───── Provided records

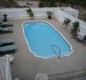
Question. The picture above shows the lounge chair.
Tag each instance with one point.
(5, 30)
(5, 41)
(7, 49)
(6, 24)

──────────

• [Aim]: Render the lines above as a JSON list of strings, one string per line, skipping blank lines. Omit the pictures from your answer.

• [Answer to the task]:
[
  "Question. The picture above shows the lounge chair.",
  "Tag each instance with one point.",
  "(5, 30)",
  "(5, 41)",
  "(7, 49)",
  "(6, 24)"
]